| Written problem |
In the data below, replace every "photograph" with "image" and write the lines out again with nothing else changed. Omit the pictures from your answer.

| The input |
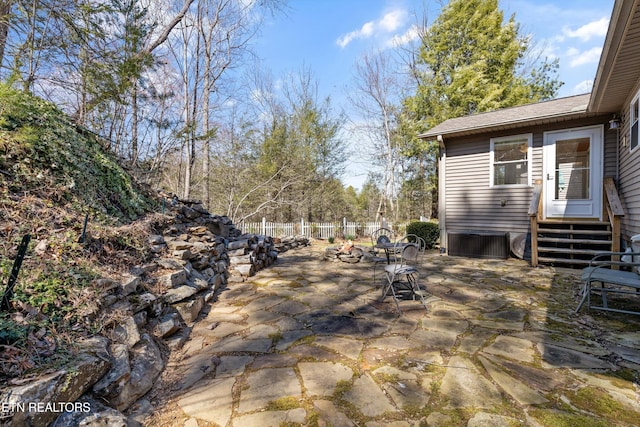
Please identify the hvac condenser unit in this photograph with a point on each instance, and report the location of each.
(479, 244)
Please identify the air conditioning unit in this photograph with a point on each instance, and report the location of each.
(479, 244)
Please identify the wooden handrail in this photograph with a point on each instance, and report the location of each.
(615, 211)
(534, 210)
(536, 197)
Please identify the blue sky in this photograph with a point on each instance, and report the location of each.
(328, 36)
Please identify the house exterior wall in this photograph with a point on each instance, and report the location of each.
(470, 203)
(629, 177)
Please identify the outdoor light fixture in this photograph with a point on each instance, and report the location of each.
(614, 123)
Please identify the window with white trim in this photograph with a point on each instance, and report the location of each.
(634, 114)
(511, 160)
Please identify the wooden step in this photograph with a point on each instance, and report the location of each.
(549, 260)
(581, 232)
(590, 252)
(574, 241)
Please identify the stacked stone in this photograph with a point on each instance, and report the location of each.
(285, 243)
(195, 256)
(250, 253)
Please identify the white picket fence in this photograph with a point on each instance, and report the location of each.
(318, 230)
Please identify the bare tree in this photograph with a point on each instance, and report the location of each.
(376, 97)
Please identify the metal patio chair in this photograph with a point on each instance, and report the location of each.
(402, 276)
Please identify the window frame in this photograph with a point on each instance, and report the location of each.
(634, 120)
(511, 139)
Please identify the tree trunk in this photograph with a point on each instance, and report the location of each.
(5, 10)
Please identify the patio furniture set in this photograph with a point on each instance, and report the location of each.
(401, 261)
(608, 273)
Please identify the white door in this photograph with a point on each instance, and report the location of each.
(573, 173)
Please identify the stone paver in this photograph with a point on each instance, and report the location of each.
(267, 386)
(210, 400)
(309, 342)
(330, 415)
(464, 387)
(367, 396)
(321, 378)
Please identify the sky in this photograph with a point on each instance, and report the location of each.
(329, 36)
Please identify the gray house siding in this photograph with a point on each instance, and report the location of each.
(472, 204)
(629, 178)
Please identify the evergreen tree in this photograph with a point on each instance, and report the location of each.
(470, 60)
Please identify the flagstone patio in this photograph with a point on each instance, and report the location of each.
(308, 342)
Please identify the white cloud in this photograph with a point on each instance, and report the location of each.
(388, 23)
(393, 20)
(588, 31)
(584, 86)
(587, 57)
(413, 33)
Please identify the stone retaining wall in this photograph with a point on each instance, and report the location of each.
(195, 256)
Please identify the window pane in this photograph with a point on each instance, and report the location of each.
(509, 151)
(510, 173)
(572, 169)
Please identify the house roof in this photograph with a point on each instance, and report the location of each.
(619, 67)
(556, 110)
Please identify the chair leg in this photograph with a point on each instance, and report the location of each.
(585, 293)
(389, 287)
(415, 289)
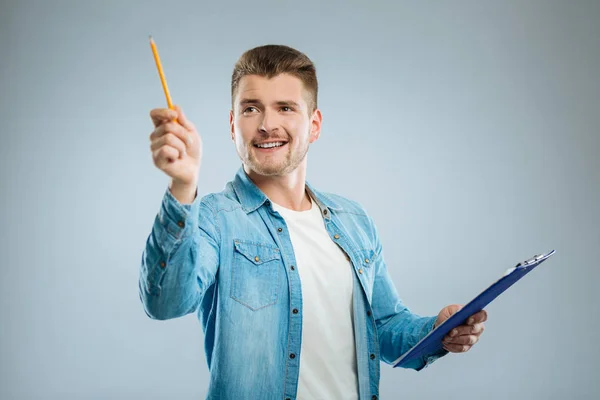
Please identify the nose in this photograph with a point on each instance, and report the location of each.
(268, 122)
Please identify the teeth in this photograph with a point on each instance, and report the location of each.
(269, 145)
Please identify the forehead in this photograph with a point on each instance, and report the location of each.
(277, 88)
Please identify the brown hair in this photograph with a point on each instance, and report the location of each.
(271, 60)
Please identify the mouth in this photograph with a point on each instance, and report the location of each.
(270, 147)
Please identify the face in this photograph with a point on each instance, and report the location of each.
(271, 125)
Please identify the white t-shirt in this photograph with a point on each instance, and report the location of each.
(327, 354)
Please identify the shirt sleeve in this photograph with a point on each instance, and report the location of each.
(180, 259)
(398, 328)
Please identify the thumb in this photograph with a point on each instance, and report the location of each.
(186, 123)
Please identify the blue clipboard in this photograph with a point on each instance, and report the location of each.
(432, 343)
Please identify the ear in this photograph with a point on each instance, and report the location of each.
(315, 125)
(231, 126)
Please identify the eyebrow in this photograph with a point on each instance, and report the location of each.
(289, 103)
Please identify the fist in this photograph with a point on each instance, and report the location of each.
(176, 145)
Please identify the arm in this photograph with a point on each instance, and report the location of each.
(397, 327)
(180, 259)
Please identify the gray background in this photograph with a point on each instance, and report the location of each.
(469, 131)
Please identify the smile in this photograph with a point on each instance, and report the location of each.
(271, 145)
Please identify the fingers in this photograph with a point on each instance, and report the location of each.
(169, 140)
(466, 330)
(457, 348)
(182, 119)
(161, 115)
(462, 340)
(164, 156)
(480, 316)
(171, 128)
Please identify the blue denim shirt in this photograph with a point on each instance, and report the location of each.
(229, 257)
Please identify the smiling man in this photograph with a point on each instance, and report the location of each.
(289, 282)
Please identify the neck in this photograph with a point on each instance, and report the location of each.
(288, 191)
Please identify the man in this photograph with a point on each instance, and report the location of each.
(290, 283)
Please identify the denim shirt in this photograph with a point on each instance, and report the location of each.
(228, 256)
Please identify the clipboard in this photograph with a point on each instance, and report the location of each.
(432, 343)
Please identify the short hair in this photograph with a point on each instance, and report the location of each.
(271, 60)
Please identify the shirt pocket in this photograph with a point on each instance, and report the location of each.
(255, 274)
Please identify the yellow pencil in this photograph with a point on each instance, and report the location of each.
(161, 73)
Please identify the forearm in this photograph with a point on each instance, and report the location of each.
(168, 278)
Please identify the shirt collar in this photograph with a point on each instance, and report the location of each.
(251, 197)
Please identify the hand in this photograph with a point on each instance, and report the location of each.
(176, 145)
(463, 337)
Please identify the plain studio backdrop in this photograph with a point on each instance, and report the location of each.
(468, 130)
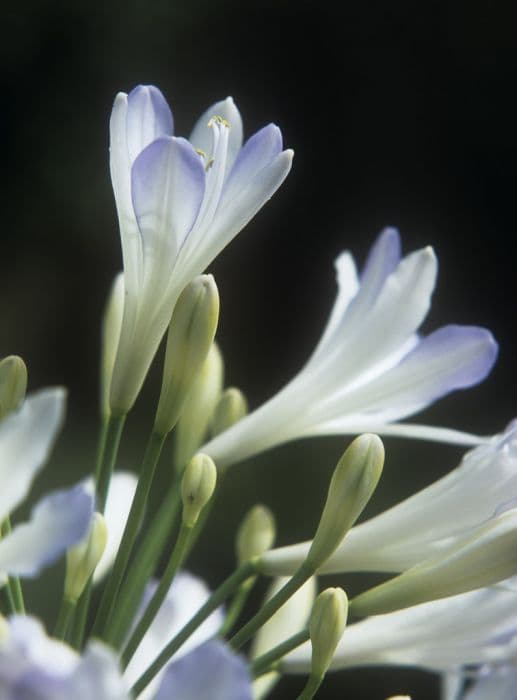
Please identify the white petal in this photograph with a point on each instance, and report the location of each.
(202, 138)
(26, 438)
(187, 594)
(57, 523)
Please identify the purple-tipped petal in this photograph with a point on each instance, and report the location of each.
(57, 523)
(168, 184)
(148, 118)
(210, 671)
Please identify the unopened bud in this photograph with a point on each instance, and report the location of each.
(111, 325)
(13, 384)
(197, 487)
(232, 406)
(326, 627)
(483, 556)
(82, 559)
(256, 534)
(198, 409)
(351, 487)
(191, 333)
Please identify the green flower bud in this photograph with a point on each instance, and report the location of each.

| Task result |
Please identify the hvac condenser unit in this image with a point on each instance, and report the location of each.
(479, 244)
Please identify the air conditioning unit in this image with a point on each instance, and report the location of each.
(479, 244)
Please identify the wooden handrail in this image with a point on each instance, and report the location of each.
(615, 211)
(534, 210)
(536, 197)
Please identify the blue sky in this image with a point on each instance, and report the location of each.
(328, 36)
Please identify the house exterior wall in this image with a point on each instance, and report the location of each.
(470, 203)
(629, 177)
Please identify the outdoor light fixture in this image with a point on each instance, and report the location of each.
(614, 123)
Please identify the window with white trim in this image with a point on each instance, and report the location of each.
(634, 114)
(511, 160)
Please identify the wooden step in this image with a point on each instance, and report the location of each.
(549, 260)
(581, 232)
(590, 252)
(574, 241)
Please identify the stacked stone in this image with a point on each instance, and report the location of each.
(285, 243)
(195, 256)
(250, 253)
Please identify the white picket fence in this image with a point on each instance, and report the location of each.
(318, 230)
Please identify the bare tree in this image with a point on each instance, and report the location of each.
(376, 97)
Please identify the metal patio chair in this image with a point on each instance, and report the location of each.
(402, 276)
Please identify the window frame in this image with a point on each instance, and report the location of each.
(634, 120)
(511, 139)
Please identify the tree trunk in this image with a point on each instance, and report the location of each.
(5, 10)
Please identify the patio furniture set in this image with a point on each instance, and report the location of each.
(401, 261)
(608, 273)
Please identify the white door in this image with a point on each instance, and report the location of each.
(573, 173)
Please identify the stone paver in this image with a point on each instance, and report the location of each.
(267, 386)
(210, 400)
(309, 342)
(330, 415)
(464, 387)
(367, 396)
(321, 378)
Please identify the sky in this image with a point on each instance, and report the location of each.
(329, 36)
Please identify the gray house siding in this image with a point on each instance, and report the location of each.
(472, 204)
(629, 178)
Please identify the evergreen tree in this image with a point on each instance, and report the location of each.
(470, 60)
Please identify the flagstone patio in this image with a point on each instance, and report the location of each.
(308, 342)
Please identify the white cloud in this image with a point on each instance, and report the location of each.
(388, 23)
(393, 20)
(588, 31)
(584, 86)
(587, 57)
(413, 33)
Please identify the stone retaining wall in this image with a point on each instance, and report the location of each.
(195, 256)
Please identify the window pane in this image with a point on each instance, and report the location of each.
(509, 151)
(510, 173)
(572, 169)
Please identify the house roof in this image with a point on each instance, and report the location of each.
(619, 67)
(556, 110)
Please identify the chair leg in this image with a point on each instance, and report the location of each.
(585, 293)
(389, 287)
(415, 289)
Please identify the nose in this image with a point on each instance, and report the location of each.
(268, 122)
Please identify the teeth in this image with a point on each instance, and report the location of each.
(269, 145)
Please identify the forehead in this image with a point on each instance, and report the location of each.
(277, 88)
Please identify the brown hair in this image with a point on each instance, and report the location of each.
(271, 60)
Please identify the mouth in this image with a point on each instance, and report the location of each.
(270, 147)
Please identify the face in this image with a point on each instance, and report the location of each.
(271, 125)
Please identify the white t-shirt in this image with a point on each instance, and report the location of each.
(327, 354)
Please identify the shirt sleeve in this image with a point on each instance, and report the location of each.
(180, 259)
(398, 328)
Please identify the thumb in this image with a point on each instance, and report the location of each.
(186, 123)
Please identify the blue clipboard in this image with a point on each instance, and report the location of each.
(432, 343)
Please identify the ear in this image with a point on each instance, and report the location of each.
(315, 125)
(231, 126)
Please identify the eyebrow in this image with a point on each instance, and report the location of each.
(289, 103)
Please identify the fist in this image with a point on each instance, and report the location of each.
(176, 145)
Please identify the arm in this image with a point on each instance, and report the location of each.
(397, 327)
(180, 259)
Please identify the gray background in this image with a point on each instance, and report the location of each.
(469, 131)
Please identify the smile in this image with a point on each instance, and report the location of each.
(271, 145)
Please identify the fingers in this image with a point on each instance, and report the location of each.
(169, 140)
(466, 330)
(457, 348)
(182, 119)
(161, 115)
(462, 340)
(164, 156)
(480, 316)
(171, 128)
Please identify the blue denim shirt in this image with a point on each instance, and report the location of each.
(229, 257)
Please identify the smiling man in this image with a point on each instance, and report the location of each.
(289, 282)
Please identify the neck in this image with a point on each instance, and report the location of each.
(288, 191)
Please identify the man in this image with a point on each instance, and report the location of each.
(290, 283)
Please identify the denim shirt in this image with a point on each instance, and report the location of each.
(228, 256)
Please identify the clipboard in this image with a point on each instance, and report the location of each.
(432, 343)
Please identify the short hair in this image with a point on each instance, and report the location of each.
(271, 60)
Please identify the shirt pocket in this image with a point on each instance, and report the location of each.
(255, 274)
Please identify the yellow pencil in this image with a point on each instance, and report the location of each.
(161, 73)
Please identify the forearm in this image with a point on each instance, and report the location of each.
(168, 278)
Please identify the shirt collar in this image with a point on each instance, and report the location of each.
(251, 197)
Please identify the hand in this image with a point on each instance, and report the location of each.
(176, 145)
(463, 337)
Please identify the plain studio backdrop in this image with a point on each instance, and report the location of each.
(468, 130)
Please identify the white petal in this image with a point on each instance, and report the location of each.
(202, 138)
(26, 438)
(187, 594)
(57, 523)
Please identify the purple-tipped petal in this image with a point on each instance, and report the location of each.
(57, 523)
(168, 184)
(148, 118)
(210, 671)
Please identify the unopened bud in this image with a point on each instance, and report the location of each.
(111, 325)
(13, 384)
(197, 487)
(232, 406)
(326, 627)
(483, 556)
(82, 559)
(256, 534)
(198, 409)
(351, 487)
(191, 333)
Please identify the green flower bud in this image with a point on each instance, and report the location of each.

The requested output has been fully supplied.